** Texto fornecido **
○ ○ ○ ○ ○

A ONU e a Unesco (Organização das Nações Unidas para a Educação, a Ciência e a Cultura) instituíram 2022 como o Ano Internacional das Ciências Básicas para o Desenvolvimento Sustentável. O propósito é colocar de maneira mais eficaz a biologia, química, física e matemática a serviço do cumprimento da Agenda 2030, cujos principais objetivos são a erradicação da miséria, inclusão socioeconômica, desenvolvimento sustentável, educação, trabalho digno, saúde e segurança alimentar.
As ciências básicas, que devem impulsionar cada vez mais as políticas públicas, são as que permitiram, por exemplo, progressos extraordinários na medicina, farmacologia, engenharia, infraestrutura, produção das vacinas contra a Covid-19, fornecimento de água potável encanada, reuniões online, inteligência artificial, advento do 5G, que está chegando ao Brasil, e tantos outros avanços determinantes para a qualidade da vida. Tudo isso tem em comum o algoritmo do conhecimento, crucial para viabilizar soluções inovadoras em resposta aos riscos sociais, climáticos, alimentares e energéticos.
Tão importante quanto sua aplicação pelos organismos governamentais e multilaterais e os setores produtivos é o acesso cada vez mais amplo às ciências pelas novas gerações, por meio da educação. Nesse sentido, infelizmente, o Brasil está bastante defasado, não apenas no tocante à qualidade sofrível do ensino público, quanto ao desequilíbrio de seu alcance.
O descompasso é demonstrado em estudo recém-publicado pelo Instituto de Pesquisa Econômica Aplicada (Ipea), de baixíssima visibilidade na mídia, mas de elevada relevância para o enfrentamento do problema. O trabalho, que aborda as “Diferenças entre a Educação Rural e a Urbana”, revela que, apesar de políticas públicas implementadas nos últimos 20 anos, a condição da escola no campo segue precária em relação à da cidade, apresentando carências básicas de bibliotecas, computadores e internet.

○ ○ ○ ○ ○

Reproduza na íntegra, sem nenhuma alteração, o texto sobre as ciências básicas e a educação no Brasil.

○ ○ ○ ○ ○

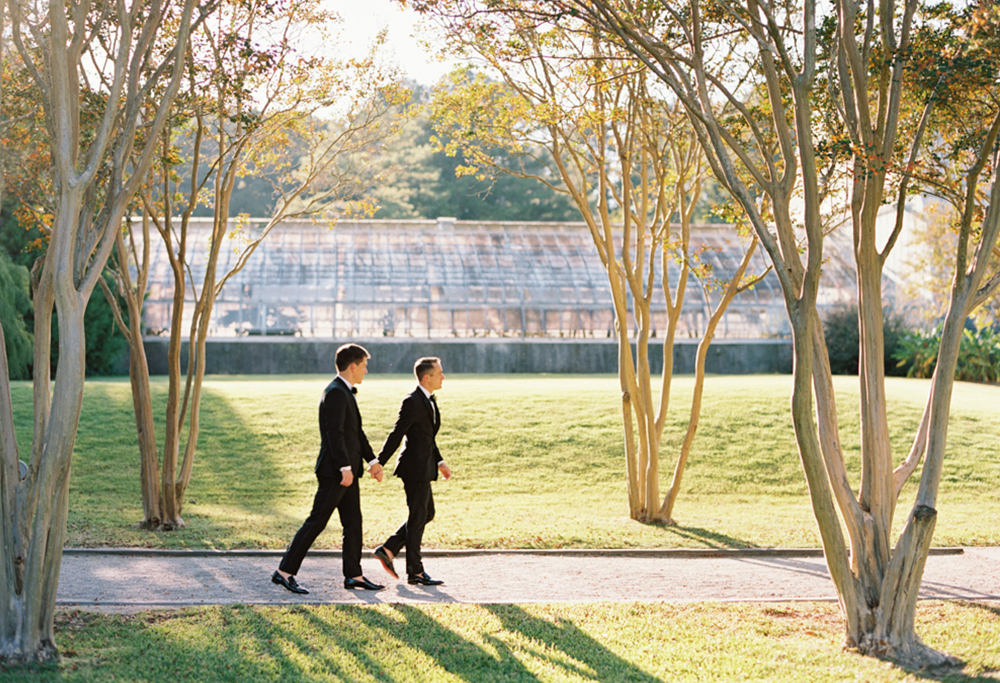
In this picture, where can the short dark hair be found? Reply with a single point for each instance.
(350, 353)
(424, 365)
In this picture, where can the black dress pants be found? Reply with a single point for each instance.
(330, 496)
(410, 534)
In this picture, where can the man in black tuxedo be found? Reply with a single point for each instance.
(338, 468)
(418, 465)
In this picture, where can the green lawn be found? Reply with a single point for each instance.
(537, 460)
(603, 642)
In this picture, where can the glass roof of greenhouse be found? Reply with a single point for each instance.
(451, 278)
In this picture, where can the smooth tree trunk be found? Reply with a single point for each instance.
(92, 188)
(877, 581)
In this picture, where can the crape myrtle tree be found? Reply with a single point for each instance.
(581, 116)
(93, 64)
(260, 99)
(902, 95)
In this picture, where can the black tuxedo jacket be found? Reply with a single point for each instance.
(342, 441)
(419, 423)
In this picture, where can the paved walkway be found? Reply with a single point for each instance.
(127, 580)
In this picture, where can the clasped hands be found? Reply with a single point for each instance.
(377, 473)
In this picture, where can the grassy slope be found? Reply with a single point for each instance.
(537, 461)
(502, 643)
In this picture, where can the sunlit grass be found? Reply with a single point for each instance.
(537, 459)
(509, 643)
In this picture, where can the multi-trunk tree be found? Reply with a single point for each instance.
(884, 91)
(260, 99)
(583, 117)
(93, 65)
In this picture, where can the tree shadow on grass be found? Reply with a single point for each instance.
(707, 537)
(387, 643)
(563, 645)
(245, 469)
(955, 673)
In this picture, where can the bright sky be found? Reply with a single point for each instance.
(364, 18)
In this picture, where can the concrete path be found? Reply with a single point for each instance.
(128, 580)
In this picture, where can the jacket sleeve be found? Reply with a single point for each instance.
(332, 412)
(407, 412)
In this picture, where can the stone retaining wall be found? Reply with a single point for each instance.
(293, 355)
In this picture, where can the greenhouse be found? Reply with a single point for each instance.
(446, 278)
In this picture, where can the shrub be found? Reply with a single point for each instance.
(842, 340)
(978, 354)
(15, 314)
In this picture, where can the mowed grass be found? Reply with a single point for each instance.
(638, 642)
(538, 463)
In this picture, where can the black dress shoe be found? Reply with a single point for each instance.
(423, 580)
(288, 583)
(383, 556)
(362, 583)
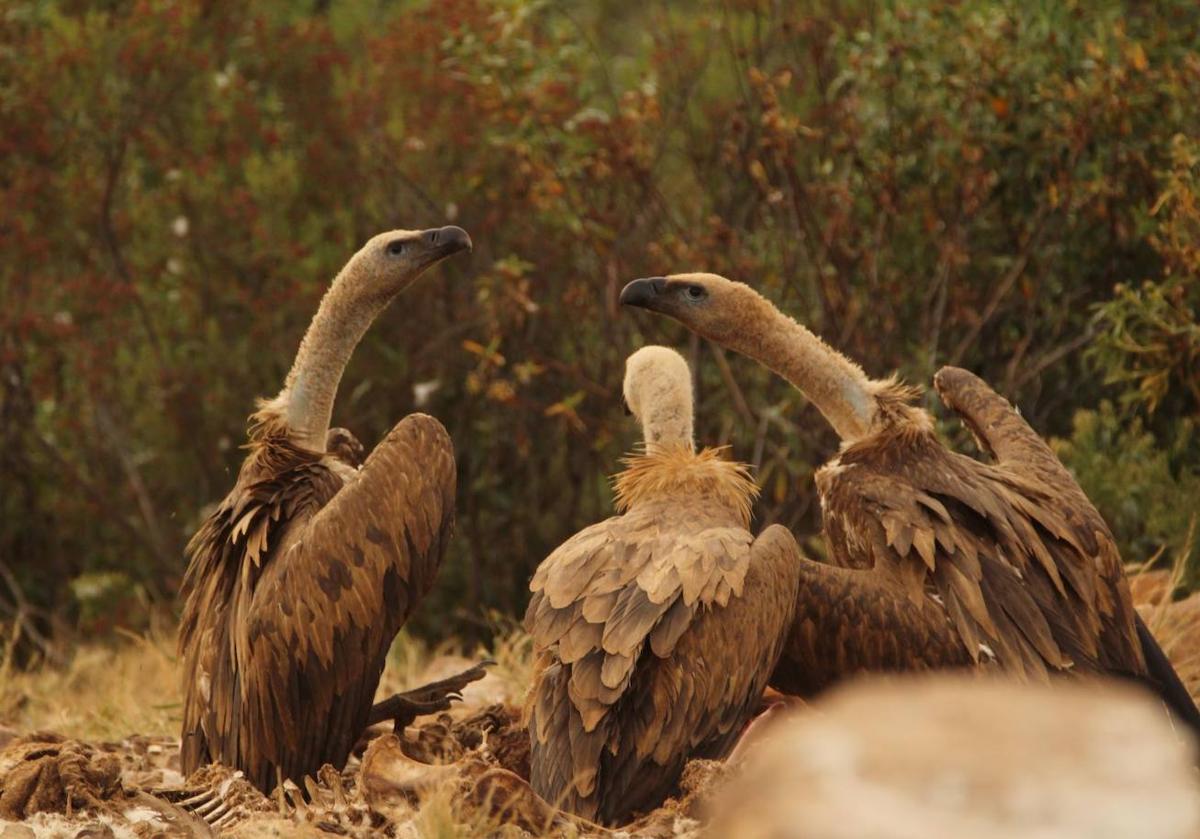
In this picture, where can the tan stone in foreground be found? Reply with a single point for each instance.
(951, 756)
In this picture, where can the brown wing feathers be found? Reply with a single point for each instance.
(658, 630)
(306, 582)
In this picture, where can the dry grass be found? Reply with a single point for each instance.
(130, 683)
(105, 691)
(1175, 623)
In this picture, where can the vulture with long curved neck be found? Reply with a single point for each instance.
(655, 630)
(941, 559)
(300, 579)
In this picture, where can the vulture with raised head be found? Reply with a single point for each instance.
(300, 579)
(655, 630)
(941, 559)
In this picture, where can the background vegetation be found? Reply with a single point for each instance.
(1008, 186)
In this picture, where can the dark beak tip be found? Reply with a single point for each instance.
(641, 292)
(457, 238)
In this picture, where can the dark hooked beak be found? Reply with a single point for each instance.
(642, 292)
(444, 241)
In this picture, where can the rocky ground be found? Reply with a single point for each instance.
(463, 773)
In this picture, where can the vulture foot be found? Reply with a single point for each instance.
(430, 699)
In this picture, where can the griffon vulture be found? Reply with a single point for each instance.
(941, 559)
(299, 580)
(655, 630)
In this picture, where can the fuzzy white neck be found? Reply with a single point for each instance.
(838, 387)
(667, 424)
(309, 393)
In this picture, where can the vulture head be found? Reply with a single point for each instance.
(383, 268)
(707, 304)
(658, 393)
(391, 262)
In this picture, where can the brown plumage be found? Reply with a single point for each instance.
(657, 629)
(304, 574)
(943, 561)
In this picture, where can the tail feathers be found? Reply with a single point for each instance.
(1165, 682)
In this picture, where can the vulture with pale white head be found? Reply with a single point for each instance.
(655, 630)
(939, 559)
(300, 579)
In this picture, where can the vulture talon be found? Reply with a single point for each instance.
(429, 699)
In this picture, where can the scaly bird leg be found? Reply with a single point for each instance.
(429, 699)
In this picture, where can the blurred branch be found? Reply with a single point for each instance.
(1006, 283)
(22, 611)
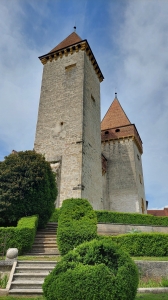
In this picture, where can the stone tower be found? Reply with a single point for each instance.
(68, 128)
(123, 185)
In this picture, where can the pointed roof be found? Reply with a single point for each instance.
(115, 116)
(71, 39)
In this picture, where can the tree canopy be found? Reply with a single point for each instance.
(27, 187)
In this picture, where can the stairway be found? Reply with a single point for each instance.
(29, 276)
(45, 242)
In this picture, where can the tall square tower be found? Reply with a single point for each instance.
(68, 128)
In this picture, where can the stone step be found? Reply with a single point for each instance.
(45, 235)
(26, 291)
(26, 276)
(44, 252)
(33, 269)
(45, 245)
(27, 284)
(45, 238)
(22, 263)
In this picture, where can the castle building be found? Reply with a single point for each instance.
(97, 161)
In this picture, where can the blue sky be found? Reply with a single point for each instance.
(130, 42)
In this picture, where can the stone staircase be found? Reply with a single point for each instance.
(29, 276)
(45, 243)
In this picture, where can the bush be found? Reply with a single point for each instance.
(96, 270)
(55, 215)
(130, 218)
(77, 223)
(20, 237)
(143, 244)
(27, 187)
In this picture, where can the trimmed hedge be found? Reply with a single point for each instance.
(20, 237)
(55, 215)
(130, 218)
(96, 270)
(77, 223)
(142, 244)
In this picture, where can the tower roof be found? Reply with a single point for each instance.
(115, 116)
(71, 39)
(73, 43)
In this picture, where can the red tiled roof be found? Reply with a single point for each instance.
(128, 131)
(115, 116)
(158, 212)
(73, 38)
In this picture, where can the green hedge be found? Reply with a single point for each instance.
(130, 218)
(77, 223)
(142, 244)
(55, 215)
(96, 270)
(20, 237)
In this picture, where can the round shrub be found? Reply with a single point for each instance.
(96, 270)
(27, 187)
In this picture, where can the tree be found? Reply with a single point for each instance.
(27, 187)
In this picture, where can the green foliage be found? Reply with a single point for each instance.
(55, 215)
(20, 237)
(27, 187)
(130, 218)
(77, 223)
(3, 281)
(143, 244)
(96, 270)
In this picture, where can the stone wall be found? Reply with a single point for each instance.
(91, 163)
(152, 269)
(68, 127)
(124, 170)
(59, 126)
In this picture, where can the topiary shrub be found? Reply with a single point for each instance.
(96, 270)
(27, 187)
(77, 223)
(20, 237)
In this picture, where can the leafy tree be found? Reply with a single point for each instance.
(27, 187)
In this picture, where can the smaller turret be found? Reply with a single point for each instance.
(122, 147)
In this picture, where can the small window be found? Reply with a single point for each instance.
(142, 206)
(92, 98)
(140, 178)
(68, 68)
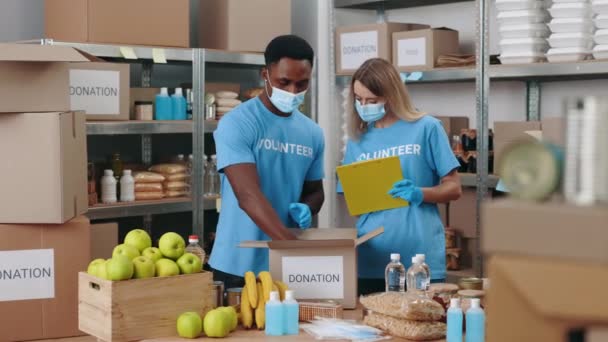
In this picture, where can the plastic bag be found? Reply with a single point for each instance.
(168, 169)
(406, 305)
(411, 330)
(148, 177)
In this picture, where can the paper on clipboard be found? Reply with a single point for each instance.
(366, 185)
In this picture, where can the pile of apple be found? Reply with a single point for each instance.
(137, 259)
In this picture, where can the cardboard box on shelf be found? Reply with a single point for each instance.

○ ○ ○ ○ ○

** Campo de resposta **
A ONU e a Unesco (Organização das Nações Unidas para a Educação, a Ciência e a Cultura) instituíram 2022 como o Ano Internacional das Ciências Básicas para o Desenvolvimento Sustentável. O propósito é colocar de maneira mais eficaz a biologia, química, física e matemática a serviço do cumprimento da Agenda 2030, cujos principais objetivos são a erradicação da miséria, inclusão socioeconômica, desenvolvimento sustentável, educação, trabalho digno, saúde e segurança alimentar.
As ciências básicas, que devem impulsionar cada vez mais as políticas públicas, são as que permitiram, por exemplo, progressos extraordinários na medicina, farmacologia, engenharia, infraestrutura, produção das vacinas contra a Covid-19, fornecimento de água potável encanada, reuniões online, inteligência artificial, advento do 5G, que está chegando ao Brasil, e tantos outros avanços determinantes para a qualidade da vida. Tudo isso tem em comum o algoritmo do conhecimento, crucial para viabilizar soluções inovadoras em resposta aos riscos sociais, climáticos, alimentares e energéticos.
Tão importante quanto sua aplicação pelos organismos governamentais e multilaterais e os setores produtivos é o acesso cada vez mais amplo às ciências pelas novas gerações, por meio da educação. Nesse sentido, infelizmente, o Brasil está bastante defasado, não apenas no tocante à qualidade sofrível do ensino público, quanto ao desequilíbrio de seu alcance.
O descompasso é demonstrado em estudo recém-publicado pelo Instituto de Pesquisa Econômica Aplicada (Ipea), de baixíssima visibilidade na mídia, mas de elevada relevância para o enfrentamento do problema. O trabalho, que aborda as “Diferenças entre a Educação Rural e a Urbana”, revela que, apesar de políticas públicas implementadas nos últimos 20 anos, a condição da escola no campo segue precária em relação à da cidade, apresentando carências básicas de bibliotecas, computadores e internet.